* _REQUIRED WORK_: Return the data below in full, exactly as it stands.

(Stored records)
------------------------------------------------------------------------

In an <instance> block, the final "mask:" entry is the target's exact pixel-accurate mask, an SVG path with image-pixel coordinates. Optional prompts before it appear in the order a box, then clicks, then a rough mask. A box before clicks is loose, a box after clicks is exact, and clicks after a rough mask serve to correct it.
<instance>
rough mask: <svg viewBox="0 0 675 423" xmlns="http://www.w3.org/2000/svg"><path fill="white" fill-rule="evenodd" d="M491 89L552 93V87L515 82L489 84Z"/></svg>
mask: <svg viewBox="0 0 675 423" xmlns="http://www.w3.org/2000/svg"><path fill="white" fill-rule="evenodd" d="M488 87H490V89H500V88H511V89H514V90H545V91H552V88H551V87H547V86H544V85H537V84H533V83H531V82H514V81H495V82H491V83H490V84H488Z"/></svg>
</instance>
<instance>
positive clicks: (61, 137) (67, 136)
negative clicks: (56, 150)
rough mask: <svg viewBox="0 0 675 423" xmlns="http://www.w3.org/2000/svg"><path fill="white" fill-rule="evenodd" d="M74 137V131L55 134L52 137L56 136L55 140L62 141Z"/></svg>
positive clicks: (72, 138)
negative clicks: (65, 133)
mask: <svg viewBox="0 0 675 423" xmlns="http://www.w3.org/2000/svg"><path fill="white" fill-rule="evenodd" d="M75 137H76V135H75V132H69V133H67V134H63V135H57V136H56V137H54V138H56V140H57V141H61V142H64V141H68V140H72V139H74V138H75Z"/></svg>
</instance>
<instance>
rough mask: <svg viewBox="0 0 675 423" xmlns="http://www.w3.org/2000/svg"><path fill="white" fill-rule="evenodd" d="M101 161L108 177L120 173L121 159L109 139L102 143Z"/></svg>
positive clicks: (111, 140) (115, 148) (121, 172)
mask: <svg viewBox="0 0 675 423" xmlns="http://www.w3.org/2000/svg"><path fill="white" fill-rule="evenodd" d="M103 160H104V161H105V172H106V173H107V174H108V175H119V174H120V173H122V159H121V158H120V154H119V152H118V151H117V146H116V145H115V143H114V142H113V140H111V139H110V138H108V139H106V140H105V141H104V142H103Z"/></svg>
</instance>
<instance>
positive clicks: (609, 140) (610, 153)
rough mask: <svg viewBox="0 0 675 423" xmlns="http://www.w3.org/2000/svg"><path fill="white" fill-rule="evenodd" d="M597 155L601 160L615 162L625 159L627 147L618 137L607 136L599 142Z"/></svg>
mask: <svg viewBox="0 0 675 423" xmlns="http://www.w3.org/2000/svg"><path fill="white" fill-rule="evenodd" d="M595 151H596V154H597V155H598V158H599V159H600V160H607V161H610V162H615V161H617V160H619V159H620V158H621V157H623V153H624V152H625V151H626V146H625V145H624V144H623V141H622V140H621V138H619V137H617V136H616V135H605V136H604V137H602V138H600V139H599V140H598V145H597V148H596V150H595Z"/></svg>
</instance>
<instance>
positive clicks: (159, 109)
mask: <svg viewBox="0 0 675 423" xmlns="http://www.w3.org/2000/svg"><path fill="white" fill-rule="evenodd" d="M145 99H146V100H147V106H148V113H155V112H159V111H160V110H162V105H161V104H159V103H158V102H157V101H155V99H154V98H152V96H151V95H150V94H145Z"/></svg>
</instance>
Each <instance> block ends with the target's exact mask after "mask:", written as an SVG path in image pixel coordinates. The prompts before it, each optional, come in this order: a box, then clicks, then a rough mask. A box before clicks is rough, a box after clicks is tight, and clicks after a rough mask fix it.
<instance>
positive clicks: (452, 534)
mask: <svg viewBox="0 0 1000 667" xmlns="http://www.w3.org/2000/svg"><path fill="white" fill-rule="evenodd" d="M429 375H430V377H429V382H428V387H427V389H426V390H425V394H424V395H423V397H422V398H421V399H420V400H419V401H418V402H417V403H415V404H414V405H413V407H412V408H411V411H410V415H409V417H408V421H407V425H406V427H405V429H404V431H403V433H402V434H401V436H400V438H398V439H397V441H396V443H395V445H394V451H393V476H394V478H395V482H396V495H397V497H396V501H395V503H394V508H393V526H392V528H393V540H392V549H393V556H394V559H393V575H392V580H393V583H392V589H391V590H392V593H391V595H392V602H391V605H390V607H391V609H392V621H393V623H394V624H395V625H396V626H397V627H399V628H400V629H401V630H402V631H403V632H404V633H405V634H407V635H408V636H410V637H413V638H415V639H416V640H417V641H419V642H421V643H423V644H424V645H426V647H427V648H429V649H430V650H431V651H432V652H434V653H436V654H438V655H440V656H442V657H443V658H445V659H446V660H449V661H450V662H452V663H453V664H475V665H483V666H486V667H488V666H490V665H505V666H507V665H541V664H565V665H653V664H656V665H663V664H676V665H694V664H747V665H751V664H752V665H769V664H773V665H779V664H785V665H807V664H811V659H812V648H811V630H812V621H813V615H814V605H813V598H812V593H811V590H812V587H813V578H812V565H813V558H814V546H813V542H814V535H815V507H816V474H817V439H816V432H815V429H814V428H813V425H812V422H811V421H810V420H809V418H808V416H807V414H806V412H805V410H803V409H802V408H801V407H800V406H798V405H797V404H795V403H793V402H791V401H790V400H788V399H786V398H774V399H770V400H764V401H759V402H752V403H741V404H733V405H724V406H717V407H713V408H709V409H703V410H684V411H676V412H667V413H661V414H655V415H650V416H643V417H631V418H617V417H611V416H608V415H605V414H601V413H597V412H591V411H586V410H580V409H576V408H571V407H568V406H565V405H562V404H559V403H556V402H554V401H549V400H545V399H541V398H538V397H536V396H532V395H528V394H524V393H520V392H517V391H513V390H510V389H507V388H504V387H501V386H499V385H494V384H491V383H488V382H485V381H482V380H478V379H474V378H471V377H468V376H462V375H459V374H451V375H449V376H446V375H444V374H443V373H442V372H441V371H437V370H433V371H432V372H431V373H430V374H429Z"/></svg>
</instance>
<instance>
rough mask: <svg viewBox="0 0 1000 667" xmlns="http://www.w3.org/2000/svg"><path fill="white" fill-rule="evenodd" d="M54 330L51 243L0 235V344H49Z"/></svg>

------------------------------------------------------------------------

* _TASK RESULT_:
In an <instance> block, the final "mask:" entry is the target's exact pixel-accurate mask, an SVG path with image-pixel coordinates. Optional prompts before it appear in the order a box, then clicks, then a rough mask. A box before clicks is loose, a box after clicks is exact, and clicks after a rough mask serve to correct it.
<instance>
rough mask: <svg viewBox="0 0 675 423" xmlns="http://www.w3.org/2000/svg"><path fill="white" fill-rule="evenodd" d="M491 89L552 93V87L515 82L489 84Z"/></svg>
mask: <svg viewBox="0 0 675 423" xmlns="http://www.w3.org/2000/svg"><path fill="white" fill-rule="evenodd" d="M488 87H490V89H500V88H511V89H514V90H545V91H552V88H551V87H547V86H544V85H537V84H533V83H531V82H514V81H495V82H491V83H490V84H488Z"/></svg>
</instance>
<instance>
positive clicks: (61, 137) (67, 136)
negative clicks: (56, 150)
rough mask: <svg viewBox="0 0 675 423" xmlns="http://www.w3.org/2000/svg"><path fill="white" fill-rule="evenodd" d="M74 137V131L55 134L52 137L56 136L55 140L62 141Z"/></svg>
positive clicks: (72, 138)
negative clicks: (65, 133)
mask: <svg viewBox="0 0 675 423" xmlns="http://www.w3.org/2000/svg"><path fill="white" fill-rule="evenodd" d="M75 137H76V135H75V132H69V133H67V134H63V135H57V136H56V137H54V138H56V140H57V141H61V142H64V141H68V140H72V139H74V138H75Z"/></svg>
</instance>
<instance>
rough mask: <svg viewBox="0 0 675 423" xmlns="http://www.w3.org/2000/svg"><path fill="white" fill-rule="evenodd" d="M101 161L108 177L120 173L121 159L109 139L102 143Z"/></svg>
positive clicks: (111, 140) (115, 148) (121, 172)
mask: <svg viewBox="0 0 675 423" xmlns="http://www.w3.org/2000/svg"><path fill="white" fill-rule="evenodd" d="M103 160H104V161H105V172H106V173H107V174H108V175H119V174H120V173H122V159H121V158H120V154H119V152H118V151H117V146H116V145H115V143H114V142H113V140H111V139H110V138H108V139H106V140H105V141H104V142H103Z"/></svg>
</instance>
<instance>
positive clicks: (609, 140) (610, 153)
rough mask: <svg viewBox="0 0 675 423" xmlns="http://www.w3.org/2000/svg"><path fill="white" fill-rule="evenodd" d="M597 155L601 160L615 162L625 159L627 147L618 137L607 136L599 142Z"/></svg>
mask: <svg viewBox="0 0 675 423" xmlns="http://www.w3.org/2000/svg"><path fill="white" fill-rule="evenodd" d="M595 151H596V154H597V155H598V158H599V159H600V160H607V161H610V162H615V161H617V160H619V159H620V158H621V157H623V153H624V152H625V151H626V146H625V145H624V144H623V141H622V140H621V138H619V137H617V136H616V135H605V136H604V137H602V138H600V139H599V140H598V145H597V148H596V150H595Z"/></svg>
</instance>
<instance>
positive clicks: (159, 109)
mask: <svg viewBox="0 0 675 423" xmlns="http://www.w3.org/2000/svg"><path fill="white" fill-rule="evenodd" d="M145 99H146V100H147V106H148V113H155V112H159V111H160V110H162V105H161V104H159V103H158V102H157V101H155V99H154V98H152V96H151V95H150V94H145Z"/></svg>
</instance>
Each <instance> block ends with the target's exact mask after "mask:", written as an SVG path in image pixel coordinates. The prompts before it, each optional, come in this order: a box, then clicks, then a rough mask. A box before clicks is rough, a box after clicks is tight, and clicks after a rough mask fix it.
<instance>
positive clicks: (452, 534)
mask: <svg viewBox="0 0 1000 667" xmlns="http://www.w3.org/2000/svg"><path fill="white" fill-rule="evenodd" d="M429 375H430V377H429V382H428V387H427V389H426V390H425V394H424V395H423V397H422V398H421V399H420V400H419V401H418V402H417V403H415V404H414V405H413V407H412V408H411V411H410V415H409V417H408V421H407V425H406V427H405V429H404V431H403V433H402V434H401V436H400V438H398V439H397V441H396V443H395V445H394V451H393V476H394V478H395V482H396V495H397V497H396V501H395V503H394V508H393V526H392V528H393V540H392V549H393V556H394V559H393V575H392V580H393V583H392V589H391V590H392V593H391V595H392V602H391V605H390V607H391V609H392V621H393V623H394V624H395V625H396V626H397V627H399V628H400V629H401V630H402V631H403V632H404V633H405V634H407V635H408V636H410V637H413V638H415V639H416V640H417V641H419V642H421V643H423V644H424V645H426V647H427V648H429V649H430V650H431V651H432V652H434V653H436V654H438V655H440V656H442V657H443V658H445V659H446V660H449V661H450V662H452V663H453V664H475V665H483V666H486V667H488V666H490V665H505V666H507V665H541V664H565V665H653V664H656V665H663V664H676V665H694V664H747V665H751V664H752V665H769V664H773V665H779V664H785V665H807V664H811V659H812V648H811V630H812V621H813V615H814V605H813V598H812V593H811V590H812V587H813V578H812V565H813V558H814V546H813V542H814V535H815V507H816V474H817V439H816V432H815V429H814V428H813V425H812V422H811V421H810V420H809V418H808V416H807V414H806V412H805V410H803V409H802V408H801V407H800V406H798V405H797V404H795V403H793V402H791V401H790V400H788V399H786V398H774V399H770V400H764V401H759V402H752V403H741V404H733V405H724V406H717V407H713V408H709V409H703V410H684V411H676V412H667V413H661V414H655V415H650V416H643V417H631V418H617V417H611V416H608V415H605V414H601V413H597V412H591V411H586V410H580V409H576V408H571V407H568V406H565V405H562V404H559V403H556V402H554V401H549V400H545V399H541V398H538V397H536V396H532V395H528V394H524V393H520V392H517V391H513V390H510V389H507V388H504V387H501V386H499V385H494V384H491V383H488V382H485V381H482V380H478V379H474V378H471V377H468V376H462V375H459V374H451V375H449V376H446V375H444V374H443V373H442V372H441V371H437V370H433V371H432V372H431V373H430V374H429Z"/></svg>
</instance>
<instance>
rough mask: <svg viewBox="0 0 1000 667" xmlns="http://www.w3.org/2000/svg"><path fill="white" fill-rule="evenodd" d="M54 330L51 243L0 235V344H49Z"/></svg>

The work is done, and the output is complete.